#### EXERCISE INSTRUCTIONS:
The answer must consist of each line below that holds the word "firefighter", copied as it stands.

(Data items)
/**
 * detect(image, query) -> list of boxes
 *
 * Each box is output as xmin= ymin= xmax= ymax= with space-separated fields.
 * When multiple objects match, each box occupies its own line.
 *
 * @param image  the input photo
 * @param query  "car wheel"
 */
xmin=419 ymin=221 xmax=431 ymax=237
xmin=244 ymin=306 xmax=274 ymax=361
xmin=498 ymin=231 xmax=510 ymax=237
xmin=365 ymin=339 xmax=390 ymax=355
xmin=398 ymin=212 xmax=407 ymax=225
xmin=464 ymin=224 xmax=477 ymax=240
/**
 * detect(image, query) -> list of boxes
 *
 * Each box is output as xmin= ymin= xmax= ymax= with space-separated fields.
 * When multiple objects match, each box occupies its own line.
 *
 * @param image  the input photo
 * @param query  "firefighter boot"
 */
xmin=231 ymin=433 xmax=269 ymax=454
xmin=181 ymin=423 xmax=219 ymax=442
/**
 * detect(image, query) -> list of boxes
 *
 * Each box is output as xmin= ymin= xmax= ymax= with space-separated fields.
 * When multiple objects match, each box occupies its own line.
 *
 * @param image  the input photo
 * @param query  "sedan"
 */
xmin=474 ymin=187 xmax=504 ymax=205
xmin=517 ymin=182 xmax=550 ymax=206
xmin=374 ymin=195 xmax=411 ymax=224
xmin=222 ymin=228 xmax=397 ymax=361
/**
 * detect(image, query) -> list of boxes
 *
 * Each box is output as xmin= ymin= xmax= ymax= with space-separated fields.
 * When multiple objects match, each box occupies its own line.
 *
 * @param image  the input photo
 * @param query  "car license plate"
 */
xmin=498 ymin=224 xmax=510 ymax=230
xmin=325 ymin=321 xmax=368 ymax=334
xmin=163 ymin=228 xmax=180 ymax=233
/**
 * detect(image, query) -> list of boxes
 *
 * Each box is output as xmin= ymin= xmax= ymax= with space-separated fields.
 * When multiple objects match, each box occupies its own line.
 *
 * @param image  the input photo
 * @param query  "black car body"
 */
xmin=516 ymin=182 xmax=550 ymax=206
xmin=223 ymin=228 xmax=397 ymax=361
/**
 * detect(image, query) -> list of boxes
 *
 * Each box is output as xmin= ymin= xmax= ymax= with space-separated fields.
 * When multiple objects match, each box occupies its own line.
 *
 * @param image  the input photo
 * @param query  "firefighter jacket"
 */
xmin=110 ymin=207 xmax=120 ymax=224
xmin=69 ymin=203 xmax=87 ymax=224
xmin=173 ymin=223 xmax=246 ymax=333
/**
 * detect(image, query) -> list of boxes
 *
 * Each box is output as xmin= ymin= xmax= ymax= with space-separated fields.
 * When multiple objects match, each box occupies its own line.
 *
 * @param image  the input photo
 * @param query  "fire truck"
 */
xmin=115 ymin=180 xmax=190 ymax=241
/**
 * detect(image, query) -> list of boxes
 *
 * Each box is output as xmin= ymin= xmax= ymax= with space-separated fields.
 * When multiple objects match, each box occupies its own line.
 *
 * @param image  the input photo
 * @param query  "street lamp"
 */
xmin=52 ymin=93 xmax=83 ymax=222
* * *
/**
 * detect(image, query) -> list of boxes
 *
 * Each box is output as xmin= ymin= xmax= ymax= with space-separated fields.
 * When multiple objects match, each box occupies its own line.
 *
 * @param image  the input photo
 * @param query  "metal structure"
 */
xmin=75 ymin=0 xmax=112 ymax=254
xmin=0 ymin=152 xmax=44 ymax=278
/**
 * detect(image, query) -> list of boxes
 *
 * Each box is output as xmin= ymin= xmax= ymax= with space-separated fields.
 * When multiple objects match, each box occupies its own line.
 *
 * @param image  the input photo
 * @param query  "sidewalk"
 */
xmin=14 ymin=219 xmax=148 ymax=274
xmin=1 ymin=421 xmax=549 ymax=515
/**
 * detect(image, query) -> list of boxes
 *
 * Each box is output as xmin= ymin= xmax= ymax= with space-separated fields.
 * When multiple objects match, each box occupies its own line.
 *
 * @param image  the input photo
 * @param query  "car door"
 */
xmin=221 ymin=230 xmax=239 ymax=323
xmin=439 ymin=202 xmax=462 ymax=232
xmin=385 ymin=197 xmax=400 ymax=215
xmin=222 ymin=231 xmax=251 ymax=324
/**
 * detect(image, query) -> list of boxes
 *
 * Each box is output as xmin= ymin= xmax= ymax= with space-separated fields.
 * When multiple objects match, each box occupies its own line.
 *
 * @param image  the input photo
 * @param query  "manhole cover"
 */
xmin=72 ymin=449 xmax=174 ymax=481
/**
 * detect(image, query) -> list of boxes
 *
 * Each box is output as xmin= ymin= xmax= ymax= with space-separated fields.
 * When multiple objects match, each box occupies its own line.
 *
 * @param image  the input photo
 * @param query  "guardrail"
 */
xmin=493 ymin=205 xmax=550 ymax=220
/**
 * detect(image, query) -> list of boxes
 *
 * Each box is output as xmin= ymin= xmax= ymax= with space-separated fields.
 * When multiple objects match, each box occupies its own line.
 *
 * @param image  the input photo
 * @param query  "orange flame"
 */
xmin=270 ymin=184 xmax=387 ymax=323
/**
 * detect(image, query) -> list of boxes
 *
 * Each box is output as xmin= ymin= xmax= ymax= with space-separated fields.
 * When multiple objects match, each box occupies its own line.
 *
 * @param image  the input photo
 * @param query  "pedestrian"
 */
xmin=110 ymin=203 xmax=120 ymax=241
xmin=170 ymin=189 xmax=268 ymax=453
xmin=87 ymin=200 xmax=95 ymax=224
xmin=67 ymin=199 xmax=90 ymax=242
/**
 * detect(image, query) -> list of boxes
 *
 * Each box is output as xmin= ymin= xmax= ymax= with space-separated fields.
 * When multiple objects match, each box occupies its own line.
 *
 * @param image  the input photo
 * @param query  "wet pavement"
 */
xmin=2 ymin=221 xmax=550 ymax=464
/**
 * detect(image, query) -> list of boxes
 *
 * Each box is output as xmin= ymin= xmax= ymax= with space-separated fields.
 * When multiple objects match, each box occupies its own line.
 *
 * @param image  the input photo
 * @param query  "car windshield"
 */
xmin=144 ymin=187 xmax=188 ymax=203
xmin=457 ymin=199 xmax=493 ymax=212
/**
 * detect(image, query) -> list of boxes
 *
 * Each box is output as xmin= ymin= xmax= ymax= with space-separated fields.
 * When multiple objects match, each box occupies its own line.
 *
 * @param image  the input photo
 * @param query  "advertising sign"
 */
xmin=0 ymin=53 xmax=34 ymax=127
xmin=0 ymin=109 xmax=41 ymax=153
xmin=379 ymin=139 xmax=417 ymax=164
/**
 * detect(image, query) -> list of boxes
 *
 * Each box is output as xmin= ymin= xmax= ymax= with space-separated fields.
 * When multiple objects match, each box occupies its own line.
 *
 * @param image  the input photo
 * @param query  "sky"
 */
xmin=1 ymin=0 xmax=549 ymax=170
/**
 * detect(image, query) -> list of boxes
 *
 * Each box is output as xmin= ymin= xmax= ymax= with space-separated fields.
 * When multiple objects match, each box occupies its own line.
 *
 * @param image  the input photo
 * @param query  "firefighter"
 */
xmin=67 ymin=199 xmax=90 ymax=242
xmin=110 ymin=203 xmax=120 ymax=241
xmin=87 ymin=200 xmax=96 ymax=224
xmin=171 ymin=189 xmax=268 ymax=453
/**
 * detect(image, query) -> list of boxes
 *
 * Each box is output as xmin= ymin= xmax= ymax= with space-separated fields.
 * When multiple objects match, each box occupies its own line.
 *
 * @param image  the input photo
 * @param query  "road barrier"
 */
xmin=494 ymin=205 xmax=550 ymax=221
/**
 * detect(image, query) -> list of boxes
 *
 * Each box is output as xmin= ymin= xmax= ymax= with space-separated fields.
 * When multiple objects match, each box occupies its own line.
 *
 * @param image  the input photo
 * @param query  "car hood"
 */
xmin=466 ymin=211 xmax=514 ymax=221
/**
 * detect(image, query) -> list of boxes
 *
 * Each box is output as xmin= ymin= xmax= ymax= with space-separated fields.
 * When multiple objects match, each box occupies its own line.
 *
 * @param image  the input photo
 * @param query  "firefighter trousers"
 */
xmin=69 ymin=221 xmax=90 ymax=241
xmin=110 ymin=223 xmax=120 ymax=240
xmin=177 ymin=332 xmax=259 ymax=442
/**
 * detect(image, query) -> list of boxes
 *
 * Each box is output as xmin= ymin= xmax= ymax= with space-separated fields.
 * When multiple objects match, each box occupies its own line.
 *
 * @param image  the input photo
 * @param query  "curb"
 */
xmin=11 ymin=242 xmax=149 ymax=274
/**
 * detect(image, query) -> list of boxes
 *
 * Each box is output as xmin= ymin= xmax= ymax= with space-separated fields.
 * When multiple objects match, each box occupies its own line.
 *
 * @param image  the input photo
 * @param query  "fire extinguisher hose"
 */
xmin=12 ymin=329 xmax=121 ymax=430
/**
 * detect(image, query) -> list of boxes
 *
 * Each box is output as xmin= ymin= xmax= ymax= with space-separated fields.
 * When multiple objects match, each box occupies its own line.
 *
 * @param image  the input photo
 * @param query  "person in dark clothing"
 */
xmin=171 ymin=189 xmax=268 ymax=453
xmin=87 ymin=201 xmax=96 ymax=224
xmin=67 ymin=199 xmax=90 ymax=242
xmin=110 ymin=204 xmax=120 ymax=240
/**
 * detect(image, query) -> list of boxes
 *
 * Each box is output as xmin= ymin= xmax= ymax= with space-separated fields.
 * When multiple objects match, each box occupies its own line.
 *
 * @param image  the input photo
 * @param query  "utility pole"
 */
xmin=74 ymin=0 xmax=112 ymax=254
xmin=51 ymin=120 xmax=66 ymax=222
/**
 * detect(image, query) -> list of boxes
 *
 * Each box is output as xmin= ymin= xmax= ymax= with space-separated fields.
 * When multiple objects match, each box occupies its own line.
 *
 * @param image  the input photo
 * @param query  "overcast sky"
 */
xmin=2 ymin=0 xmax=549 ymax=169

#### OUTPUT FOR THIS EXERCISE:
 * @param query  "firefighter boot"
 * @param query  "firefighter jacket"
 * @param query  "firefighter"
 * @param query  "firefighter trousers"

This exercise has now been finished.